**TASK TO COMPLETE:** Would you restate every entry that follows, word for word, and leave out the pictures?

Stored data:

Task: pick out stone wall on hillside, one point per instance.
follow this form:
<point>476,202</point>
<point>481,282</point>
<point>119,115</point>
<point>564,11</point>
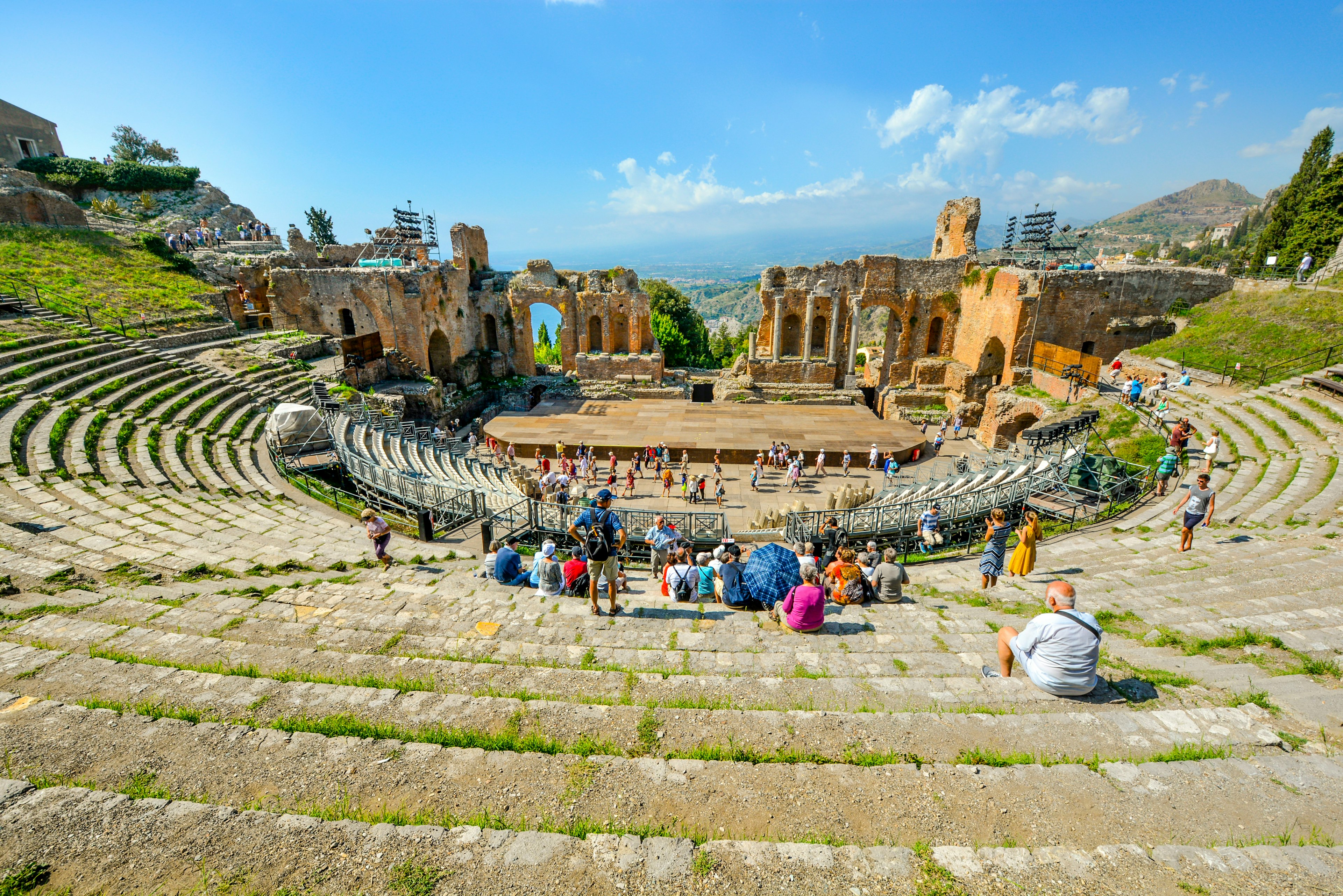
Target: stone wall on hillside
<point>25,202</point>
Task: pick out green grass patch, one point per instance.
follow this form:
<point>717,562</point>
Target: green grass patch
<point>109,273</point>
<point>1255,329</point>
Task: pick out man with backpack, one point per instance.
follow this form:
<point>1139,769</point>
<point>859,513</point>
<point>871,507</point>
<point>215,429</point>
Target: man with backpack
<point>601,543</point>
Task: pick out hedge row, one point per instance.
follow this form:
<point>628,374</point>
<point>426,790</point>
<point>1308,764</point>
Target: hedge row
<point>120,175</point>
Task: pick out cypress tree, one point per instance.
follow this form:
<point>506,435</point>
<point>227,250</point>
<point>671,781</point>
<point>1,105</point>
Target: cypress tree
<point>1319,221</point>
<point>1307,178</point>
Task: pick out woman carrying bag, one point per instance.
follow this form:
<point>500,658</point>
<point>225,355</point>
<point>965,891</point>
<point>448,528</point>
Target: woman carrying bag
<point>1024,555</point>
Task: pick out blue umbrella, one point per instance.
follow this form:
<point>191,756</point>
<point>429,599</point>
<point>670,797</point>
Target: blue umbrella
<point>772,570</point>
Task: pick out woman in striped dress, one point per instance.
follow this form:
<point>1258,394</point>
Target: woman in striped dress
<point>996,546</point>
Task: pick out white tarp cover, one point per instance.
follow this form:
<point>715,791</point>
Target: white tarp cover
<point>296,425</point>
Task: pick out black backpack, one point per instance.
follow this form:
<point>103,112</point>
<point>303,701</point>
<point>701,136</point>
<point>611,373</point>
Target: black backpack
<point>683,590</point>
<point>597,543</point>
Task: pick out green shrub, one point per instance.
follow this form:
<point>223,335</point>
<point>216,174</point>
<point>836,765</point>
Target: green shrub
<point>120,177</point>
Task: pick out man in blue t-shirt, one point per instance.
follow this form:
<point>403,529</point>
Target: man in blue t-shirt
<point>508,565</point>
<point>601,550</point>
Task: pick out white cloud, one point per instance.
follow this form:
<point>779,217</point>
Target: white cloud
<point>648,193</point>
<point>927,109</point>
<point>651,194</point>
<point>924,178</point>
<point>981,128</point>
<point>1314,121</point>
<point>1028,187</point>
<point>818,190</point>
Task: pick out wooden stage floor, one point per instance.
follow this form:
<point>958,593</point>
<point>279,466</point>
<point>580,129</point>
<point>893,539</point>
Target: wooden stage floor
<point>738,431</point>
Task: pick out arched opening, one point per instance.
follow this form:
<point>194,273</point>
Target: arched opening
<point>546,334</point>
<point>594,335</point>
<point>993,361</point>
<point>935,336</point>
<point>791,344</point>
<point>440,356</point>
<point>1013,428</point>
<point>492,334</point>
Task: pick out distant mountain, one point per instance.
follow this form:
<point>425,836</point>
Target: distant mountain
<point>1180,217</point>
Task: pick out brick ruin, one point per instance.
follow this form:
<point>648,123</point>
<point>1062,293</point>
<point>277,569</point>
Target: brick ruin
<point>462,321</point>
<point>958,334</point>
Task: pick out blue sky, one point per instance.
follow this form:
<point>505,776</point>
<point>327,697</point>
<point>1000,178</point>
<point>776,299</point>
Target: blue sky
<point>599,134</point>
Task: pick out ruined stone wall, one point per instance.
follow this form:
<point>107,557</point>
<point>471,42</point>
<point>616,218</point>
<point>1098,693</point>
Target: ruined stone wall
<point>621,367</point>
<point>816,372</point>
<point>955,232</point>
<point>1116,308</point>
<point>470,249</point>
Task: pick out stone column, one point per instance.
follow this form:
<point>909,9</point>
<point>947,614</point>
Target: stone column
<point>834,329</point>
<point>778,327</point>
<point>853,339</point>
<point>806,334</point>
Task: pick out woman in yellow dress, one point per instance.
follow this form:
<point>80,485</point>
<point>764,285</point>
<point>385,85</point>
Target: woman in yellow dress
<point>1024,555</point>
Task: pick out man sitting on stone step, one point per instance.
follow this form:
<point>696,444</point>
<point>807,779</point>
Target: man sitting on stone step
<point>1059,651</point>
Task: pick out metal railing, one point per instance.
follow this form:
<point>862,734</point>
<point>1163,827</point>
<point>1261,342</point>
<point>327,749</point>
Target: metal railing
<point>1088,488</point>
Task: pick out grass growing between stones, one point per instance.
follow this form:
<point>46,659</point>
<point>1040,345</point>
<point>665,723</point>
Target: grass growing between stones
<point>401,684</point>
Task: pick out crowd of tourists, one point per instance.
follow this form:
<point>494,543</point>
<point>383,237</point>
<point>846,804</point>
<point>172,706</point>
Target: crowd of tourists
<point>206,237</point>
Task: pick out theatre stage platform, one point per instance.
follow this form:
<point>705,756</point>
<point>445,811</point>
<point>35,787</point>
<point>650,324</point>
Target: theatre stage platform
<point>738,431</point>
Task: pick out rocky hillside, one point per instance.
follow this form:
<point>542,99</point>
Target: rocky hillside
<point>1180,217</point>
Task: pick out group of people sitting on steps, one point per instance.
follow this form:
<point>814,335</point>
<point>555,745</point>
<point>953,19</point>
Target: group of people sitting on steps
<point>1059,651</point>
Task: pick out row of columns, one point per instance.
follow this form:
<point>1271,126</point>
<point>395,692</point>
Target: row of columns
<point>777,347</point>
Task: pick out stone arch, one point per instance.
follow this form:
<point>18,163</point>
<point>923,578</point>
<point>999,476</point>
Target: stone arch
<point>596,335</point>
<point>935,336</point>
<point>440,356</point>
<point>993,359</point>
<point>489,327</point>
<point>1023,418</point>
<point>791,343</point>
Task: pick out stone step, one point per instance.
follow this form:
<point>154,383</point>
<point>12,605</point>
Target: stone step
<point>829,735</point>
<point>277,849</point>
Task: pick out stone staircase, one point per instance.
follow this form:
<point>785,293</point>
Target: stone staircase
<point>225,698</point>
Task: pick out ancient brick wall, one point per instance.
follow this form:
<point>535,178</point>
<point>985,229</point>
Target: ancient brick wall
<point>955,232</point>
<point>618,367</point>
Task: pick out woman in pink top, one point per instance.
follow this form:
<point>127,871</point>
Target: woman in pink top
<point>804,609</point>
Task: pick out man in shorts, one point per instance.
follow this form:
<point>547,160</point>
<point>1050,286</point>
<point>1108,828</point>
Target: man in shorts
<point>930,523</point>
<point>1199,511</point>
<point>1059,651</point>
<point>607,566</point>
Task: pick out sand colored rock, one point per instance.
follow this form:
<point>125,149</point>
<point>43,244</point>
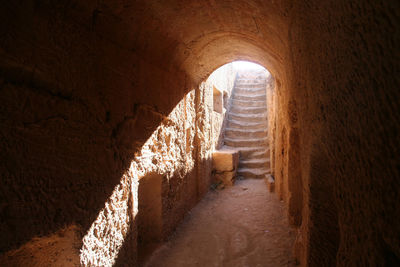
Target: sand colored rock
<point>96,95</point>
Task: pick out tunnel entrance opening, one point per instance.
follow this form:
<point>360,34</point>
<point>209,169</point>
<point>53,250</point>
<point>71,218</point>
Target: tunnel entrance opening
<point>149,217</point>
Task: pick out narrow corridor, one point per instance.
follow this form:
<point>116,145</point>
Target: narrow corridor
<point>247,124</point>
<point>243,225</point>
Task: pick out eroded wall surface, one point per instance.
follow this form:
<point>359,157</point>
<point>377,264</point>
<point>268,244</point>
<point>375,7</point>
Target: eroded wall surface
<point>85,84</point>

**YOUR SOLUTION:**
Task: pick out stone wall on hillside, one point per instance.
follow this form:
<point>476,202</point>
<point>481,282</point>
<point>119,115</point>
<point>564,11</point>
Target: stone wall on hillside
<point>25,202</point>
Task: pick out green grass patch, one point per instance.
follow this form:
<point>717,562</point>
Target: green grass patch
<point>109,273</point>
<point>1255,329</point>
Task: pick out man with backpack, one point per instance.
follow this form:
<point>1139,769</point>
<point>859,513</point>
<point>871,507</point>
<point>215,429</point>
Target: man with backpack
<point>601,543</point>
Task: pick out hedge row, one point per instance.
follow this form:
<point>628,374</point>
<point>426,790</point>
<point>1308,764</point>
Target: hedge row
<point>120,175</point>
Task: pick out cypress tree, one point per instance.
follow this form:
<point>506,435</point>
<point>227,250</point>
<point>671,781</point>
<point>1,105</point>
Target: cypress tree
<point>1319,221</point>
<point>1307,178</point>
Task: pick out woman carrying bag, one point per instance.
follow this form:
<point>500,658</point>
<point>225,355</point>
<point>965,891</point>
<point>448,528</point>
Target: woman carrying bag
<point>1024,555</point>
Task: pick out blue umbrella, one point per instance.
follow this form:
<point>191,756</point>
<point>429,599</point>
<point>670,797</point>
Target: blue umbrella
<point>772,570</point>
Task: pick out woman in striped dress, one point per instance.
follow this form:
<point>1258,394</point>
Target: woman in striped dress
<point>996,546</point>
Task: pick out white tarp cover, one point per instance.
follow this form:
<point>715,791</point>
Target: white tarp cover
<point>296,425</point>
Task: pick out black backpack, one point per instance.
follow this form:
<point>103,112</point>
<point>303,701</point>
<point>701,136</point>
<point>611,373</point>
Target: black backpack
<point>683,590</point>
<point>597,543</point>
Task: pick out green shrub, one point per instance.
follow this form:
<point>223,335</point>
<point>216,174</point>
<point>836,765</point>
Target: green shrub
<point>120,177</point>
Task: pick out man in blue t-shirt, one point per instance.
follow this form:
<point>403,529</point>
Target: man in blue t-shirt
<point>508,565</point>
<point>601,550</point>
Task: pick out white cloud, one point per instance.
follow this form:
<point>779,217</point>
Target: white cloud
<point>648,193</point>
<point>927,109</point>
<point>651,194</point>
<point>924,178</point>
<point>981,128</point>
<point>1314,121</point>
<point>1028,187</point>
<point>818,190</point>
Task: pick out wooden stage floor, one point per instance.
follow this form:
<point>958,593</point>
<point>279,466</point>
<point>580,129</point>
<point>893,539</point>
Target: wooden stage floor
<point>738,431</point>
Task: pick out arched opening, one point per instance.
follow this form:
<point>194,273</point>
Target: arched opening
<point>546,334</point>
<point>594,335</point>
<point>993,361</point>
<point>935,336</point>
<point>791,344</point>
<point>440,356</point>
<point>1013,428</point>
<point>492,334</point>
Task: pick out distant mountain, one point per instance.
follow this form:
<point>425,836</point>
Target: distant mountain
<point>1180,217</point>
Task: pick out brick ruin, one point per instance.
follow this form:
<point>648,123</point>
<point>1062,293</point>
<point>277,569</point>
Target: brick ruin
<point>462,321</point>
<point>958,334</point>
Task: pick out blue sky, one point per instance.
follow this form:
<point>505,776</point>
<point>327,697</point>
<point>1000,178</point>
<point>776,299</point>
Target: blue sky
<point>599,134</point>
Task: pick out ruined stone wall, one point per instance.
follow this form:
<point>107,557</point>
<point>471,42</point>
<point>616,218</point>
<point>1098,693</point>
Target: ruined stone wall
<point>621,367</point>
<point>816,372</point>
<point>955,232</point>
<point>1116,308</point>
<point>470,249</point>
Task: pick out stone column, one point per instance.
follow this form:
<point>909,9</point>
<point>947,614</point>
Target: stone column
<point>834,329</point>
<point>778,327</point>
<point>853,339</point>
<point>806,334</point>
Task: pick out woman in yellow dress, one point per instance.
follow this form:
<point>80,485</point>
<point>764,285</point>
<point>385,85</point>
Target: woman in yellow dress
<point>1024,555</point>
Task: pick out man sitting on stone step, one point per instance.
follow this form:
<point>696,444</point>
<point>807,779</point>
Target: man sitting on stone step
<point>1059,651</point>
Task: pick out metal railing, one point per instance.
follow this form:
<point>862,734</point>
<point>1163,827</point>
<point>1261,342</point>
<point>327,749</point>
Target: metal railing
<point>1088,488</point>
Task: pick out grass growing between stones, one point per instance.
follow this form:
<point>46,659</point>
<point>1040,345</point>
<point>665,723</point>
Target: grass growing between stones
<point>401,684</point>
Task: pick out crowd of tourists, one point per instance.
follow this form:
<point>494,543</point>
<point>383,237</point>
<point>846,804</point>
<point>172,706</point>
Target: crowd of tourists
<point>206,237</point>
Task: pick out theatre stage platform, one point per instance.
follow this form:
<point>705,756</point>
<point>445,811</point>
<point>35,787</point>
<point>650,324</point>
Target: theatre stage platform
<point>738,431</point>
Task: pick out rocky hillside, one point per instance.
follow this form:
<point>542,99</point>
Target: rocky hillside
<point>1180,217</point>
Task: pick out group of people sitting on steps, one point per instance.
follow this form:
<point>814,335</point>
<point>555,745</point>
<point>953,19</point>
Target: group of people sitting on steps
<point>1059,651</point>
Task: pick out row of columns, one point per instance.
follow this form:
<point>1271,126</point>
<point>395,692</point>
Target: row of columns
<point>777,347</point>
Task: pick out stone arch, one point per instance.
follow this form:
<point>18,163</point>
<point>923,578</point>
<point>999,476</point>
Target: stone arch
<point>596,335</point>
<point>935,336</point>
<point>440,356</point>
<point>993,359</point>
<point>489,327</point>
<point>1023,418</point>
<point>791,343</point>
Task: pick out stone step, one point per instance.
follow this form:
<point>154,383</point>
<point>12,605</point>
Target: stone step
<point>829,735</point>
<point>277,849</point>
Task: pick out stone staircase, one point per instance.
follow this form:
<point>785,293</point>
Target: stone staircase
<point>225,698</point>
Task: pick out ancient brick wall, one point per instance.
follow this form:
<point>535,178</point>
<point>985,229</point>
Target: ancient brick wall
<point>955,232</point>
<point>618,367</point>
Task: pick out woman in pink top, one point per instance.
follow this form:
<point>127,871</point>
Target: woman in pink top
<point>804,609</point>
Task: pick out man in shorts, one point per instance.
follow this form:
<point>547,160</point>
<point>1050,286</point>
<point>1108,828</point>
Target: man in shorts
<point>930,523</point>
<point>1199,511</point>
<point>1059,651</point>
<point>607,566</point>
Task: pick out sand colored rock, one point per instance.
follow this form:
<point>125,149</point>
<point>43,244</point>
Target: sand colored rock
<point>96,95</point>
Task: pick out tunnel entrance opening, one point per instance.
follow this form:
<point>360,34</point>
<point>209,169</point>
<point>53,250</point>
<point>71,218</point>
Target: tunnel entrance opening
<point>149,217</point>
Task: pick out narrow corridor, one point per instance.
follow this form:
<point>116,145</point>
Target: narrow corridor
<point>247,124</point>
<point>243,225</point>
Task: pick out eroded wall surface, one point per instance.
follow this form:
<point>359,157</point>
<point>377,264</point>
<point>268,244</point>
<point>375,7</point>
Target: eroded wall surface
<point>85,84</point>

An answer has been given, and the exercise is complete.